Rescale the records below: reproduce every line, requests included, but multiply each point coordinate in the answers by 2.45 and round to whole numbers, with halves going up. Leave the numbers in the requests and their format samples unchanged, and omit the pictures.

## Supplied records
##########

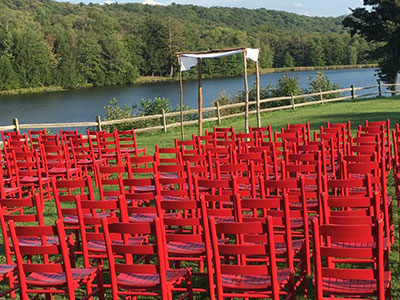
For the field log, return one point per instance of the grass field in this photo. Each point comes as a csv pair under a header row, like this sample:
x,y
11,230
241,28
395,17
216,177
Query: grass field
x,y
356,111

##########

## Answer below
For the field log, return one point per instance of the grass field in this photo. Each point comes as a csv pair under a header row, like this sample:
x,y
11,230
241,28
395,17
216,177
Query: grass field
x,y
872,272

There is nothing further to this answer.